■ Requirement ■
Counting only lines that contain the word "chest", state the total for the listing below and nothing else.

■ Source material ■

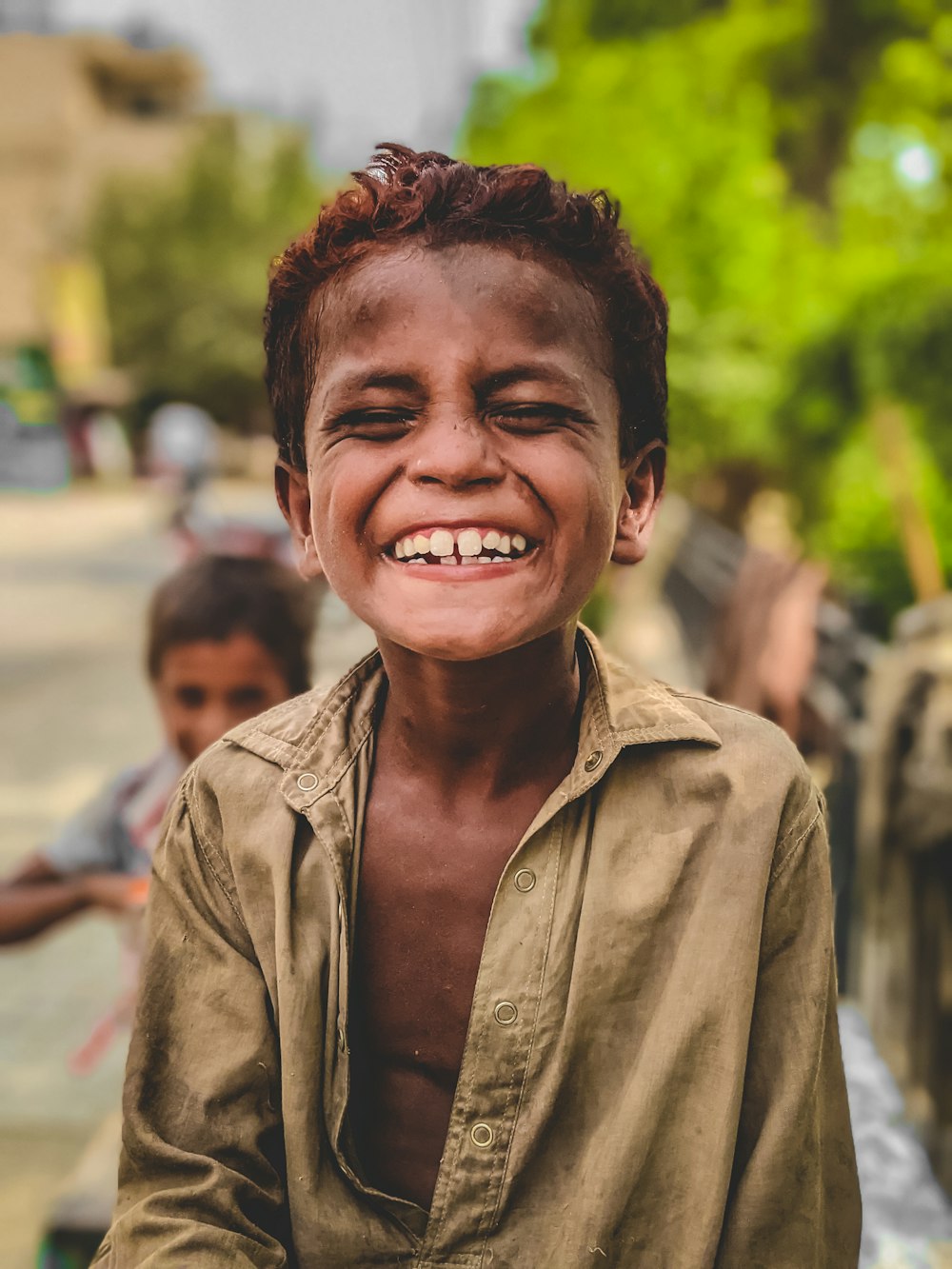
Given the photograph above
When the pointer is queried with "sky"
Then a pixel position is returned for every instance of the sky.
(360, 71)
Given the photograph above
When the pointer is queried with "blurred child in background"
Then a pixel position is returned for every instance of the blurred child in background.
(228, 639)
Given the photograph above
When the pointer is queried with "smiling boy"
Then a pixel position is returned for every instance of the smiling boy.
(498, 953)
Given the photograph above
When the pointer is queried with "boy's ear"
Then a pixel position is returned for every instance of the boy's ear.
(293, 494)
(644, 485)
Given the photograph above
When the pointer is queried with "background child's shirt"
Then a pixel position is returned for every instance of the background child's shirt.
(117, 833)
(118, 830)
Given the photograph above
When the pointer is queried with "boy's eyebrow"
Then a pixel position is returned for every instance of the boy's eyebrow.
(528, 370)
(358, 381)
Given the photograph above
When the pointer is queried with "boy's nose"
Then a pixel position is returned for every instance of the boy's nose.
(456, 450)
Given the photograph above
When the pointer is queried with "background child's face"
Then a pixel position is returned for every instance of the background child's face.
(208, 686)
(461, 392)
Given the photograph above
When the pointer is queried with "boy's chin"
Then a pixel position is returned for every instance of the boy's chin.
(452, 643)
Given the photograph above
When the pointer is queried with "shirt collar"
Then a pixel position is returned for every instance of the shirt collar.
(315, 739)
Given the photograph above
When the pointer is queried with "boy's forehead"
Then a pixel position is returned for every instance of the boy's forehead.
(487, 287)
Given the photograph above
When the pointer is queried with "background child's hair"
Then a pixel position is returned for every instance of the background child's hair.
(444, 202)
(215, 597)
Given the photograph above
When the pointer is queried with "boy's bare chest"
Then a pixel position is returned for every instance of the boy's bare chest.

■ Answer to this exercise ■
2